*** Daftar yang diberikan
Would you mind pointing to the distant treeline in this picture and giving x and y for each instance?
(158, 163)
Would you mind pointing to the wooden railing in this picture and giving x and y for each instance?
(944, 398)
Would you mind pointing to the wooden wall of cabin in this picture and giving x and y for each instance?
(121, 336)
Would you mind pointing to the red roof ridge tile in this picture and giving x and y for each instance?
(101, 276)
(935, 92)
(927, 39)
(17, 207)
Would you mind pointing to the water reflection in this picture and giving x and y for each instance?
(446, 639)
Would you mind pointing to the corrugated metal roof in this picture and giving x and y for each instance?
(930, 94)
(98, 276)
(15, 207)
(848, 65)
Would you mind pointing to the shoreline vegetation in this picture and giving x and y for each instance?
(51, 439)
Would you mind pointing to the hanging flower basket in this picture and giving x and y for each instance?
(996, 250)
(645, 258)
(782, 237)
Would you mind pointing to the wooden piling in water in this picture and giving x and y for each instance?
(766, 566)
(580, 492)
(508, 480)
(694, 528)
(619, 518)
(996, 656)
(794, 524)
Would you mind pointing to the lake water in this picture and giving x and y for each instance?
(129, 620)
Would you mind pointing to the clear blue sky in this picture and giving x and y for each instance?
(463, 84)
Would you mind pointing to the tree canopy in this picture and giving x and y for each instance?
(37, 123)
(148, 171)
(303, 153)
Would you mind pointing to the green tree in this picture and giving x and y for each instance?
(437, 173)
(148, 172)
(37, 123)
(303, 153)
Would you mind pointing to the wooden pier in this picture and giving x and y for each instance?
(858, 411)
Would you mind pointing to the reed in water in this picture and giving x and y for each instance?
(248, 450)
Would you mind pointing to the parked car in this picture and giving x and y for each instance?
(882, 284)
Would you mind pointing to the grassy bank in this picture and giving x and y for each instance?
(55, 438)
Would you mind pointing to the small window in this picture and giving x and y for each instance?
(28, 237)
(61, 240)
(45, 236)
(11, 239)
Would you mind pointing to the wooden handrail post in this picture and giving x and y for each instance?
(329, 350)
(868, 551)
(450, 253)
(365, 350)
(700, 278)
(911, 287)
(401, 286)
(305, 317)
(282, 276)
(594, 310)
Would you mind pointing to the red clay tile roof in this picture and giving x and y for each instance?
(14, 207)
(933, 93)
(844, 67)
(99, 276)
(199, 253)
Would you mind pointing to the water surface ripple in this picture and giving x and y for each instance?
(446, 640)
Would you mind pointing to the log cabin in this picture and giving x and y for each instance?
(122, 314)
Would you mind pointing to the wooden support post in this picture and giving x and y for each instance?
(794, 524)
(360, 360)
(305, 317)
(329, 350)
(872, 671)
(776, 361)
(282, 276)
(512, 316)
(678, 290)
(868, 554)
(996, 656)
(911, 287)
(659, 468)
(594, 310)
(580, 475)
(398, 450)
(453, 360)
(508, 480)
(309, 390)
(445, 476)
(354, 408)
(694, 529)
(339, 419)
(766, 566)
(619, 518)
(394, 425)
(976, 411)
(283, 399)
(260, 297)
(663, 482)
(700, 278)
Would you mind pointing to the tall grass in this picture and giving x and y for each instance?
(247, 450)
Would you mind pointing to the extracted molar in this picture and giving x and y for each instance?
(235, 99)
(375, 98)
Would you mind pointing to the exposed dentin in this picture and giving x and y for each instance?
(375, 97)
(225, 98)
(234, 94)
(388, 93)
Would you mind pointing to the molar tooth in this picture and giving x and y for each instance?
******
Yang perlu dikerjakan: Sajikan semua baris dalam daftar di atas sebagai larik JSON berisi string, dengan satu string untuk setiap baris. Baris kosong tidak perlu dimasukkan.

Jawaban tertulis:
[
  "Would you mind pointing to the distant treeline in this picture and giving x and y for each instance?",
  "(158, 163)",
  "Would you mind pointing to the wooden railing in this picture and giving x and y for each instance?",
  "(944, 398)",
  "Would you mind pointing to the wooden wall of cabin in this picture and giving x and y for each instance?",
  "(121, 336)",
  "Would you mind pointing to the red roof ridge tile in this picture and giving x and y for each instance?",
  "(101, 276)",
  "(935, 92)",
  "(927, 39)",
  "(17, 207)",
  "Would you mind pointing to the water reflection in this picture and giving x and y for each instance?",
  "(446, 639)",
  "Would you mind pointing to the corrugated metal roof in this picture and giving x and y for each instance?",
  "(930, 94)",
  "(98, 276)",
  "(15, 207)",
  "(848, 65)",
  "Would you mind pointing to the shoreline vegetation in this picture and giving x and y for each instance?",
  "(51, 439)",
  "Would you mind pointing to the hanging flower basket in this picture and giving x and y for each instance?",
  "(996, 250)",
  "(645, 258)",
  "(782, 237)",
  "Would you mind pointing to the wooden piling in water in this picture and giving x and y for each instance?",
  "(766, 566)",
  "(580, 492)",
  "(508, 480)",
  "(694, 528)",
  "(619, 518)",
  "(996, 656)",
  "(794, 524)",
  "Would you mind pointing to the lake water in this picture and giving x and y for each instance?",
  "(129, 620)",
  "Would you mind pointing to the clear blue sky in this picture and giving x and y for each instance?",
  "(463, 84)",
  "Would you mind pointing to the tree canopy in this picture and giving x and y for each instance?",
  "(37, 123)",
  "(148, 171)",
  "(303, 153)",
  "Would you mind pointing to the green tree in this picture and giving x and y for each instance?",
  "(437, 173)",
  "(148, 172)",
  "(37, 123)",
  "(303, 153)",
  "Would you mind pointing to the wooden pier in this picture and giving x and y for each instance?",
  "(858, 411)",
  "Would you mind pointing to the reed in water in this picture and giving x and y for each instance?",
  "(248, 450)",
  "Would you mind pointing to the parked car in this picture and giving x and y for each instance?",
  "(882, 284)",
  "Would you mind pointing to the grassy bank in this picture and giving x and y for each instance?",
  "(55, 438)",
  "Would you mind pointing to the small window in this picture and giving x and y for each instance?",
  "(28, 237)",
  "(61, 240)",
  "(45, 236)",
  "(11, 239)",
  "Would you mind pointing to the wooden handrail post in this picture and giving x and y for each instance?",
  "(329, 350)",
  "(868, 551)",
  "(450, 253)",
  "(365, 350)",
  "(700, 278)",
  "(911, 287)",
  "(401, 286)",
  "(305, 317)",
  "(282, 276)",
  "(594, 310)",
  "Would you mind pointing to the red clay tile roof in this picture and giving x and y for each instance?",
  "(14, 207)",
  "(933, 93)",
  "(844, 67)",
  "(99, 276)",
  "(199, 253)",
  "Would you mind pointing to the water surface ripple in this picture and giving x and y for each instance?",
  "(446, 640)",
  "Would you mind pointing to the log cabin in this picture and giving x and y for each instance?",
  "(122, 314)",
  "Would you mind pointing to the wooden support post in this picture and giving x and y for each instance?",
  "(794, 524)",
  "(360, 360)",
  "(305, 317)",
  "(329, 350)",
  "(872, 671)",
  "(776, 361)",
  "(282, 276)",
  "(512, 316)",
  "(678, 290)",
  "(868, 554)",
  "(996, 656)",
  "(911, 287)",
  "(659, 468)",
  "(594, 310)",
  "(580, 475)",
  "(398, 450)",
  "(453, 360)",
  "(508, 480)",
  "(309, 390)",
  "(445, 476)",
  "(354, 408)",
  "(694, 529)",
  "(339, 419)",
  "(766, 566)",
  "(619, 518)",
  "(394, 425)",
  "(976, 411)",
  "(283, 399)",
  "(260, 297)",
  "(663, 482)",
  "(700, 278)",
  "Would you mind pointing to the tall grass in this picture and giving x and y for each instance?",
  "(247, 450)",
  "Would you mind pointing to the extracted molar in this picture and giving x and y for each instance?",
  "(235, 99)",
  "(375, 98)",
  "Would you mind pointing to the exposed dentin in this picture and giving x and y for each instance?",
  "(375, 97)",
  "(225, 98)",
  "(234, 94)",
  "(388, 93)",
  "Would you mind pointing to the molar tooth in this picture and giving x and y for each instance?"
]